**Assignment:**
Would you give the data below back exactly as it reads?

Record excerpts below:

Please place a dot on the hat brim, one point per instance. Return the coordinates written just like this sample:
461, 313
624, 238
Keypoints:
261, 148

End of Record excerpts.

**Task solution:**
Please place a dot on the hat brim, one point per instance. Return the coordinates written just like this sample:
461, 313
624, 238
Keypoints:
261, 148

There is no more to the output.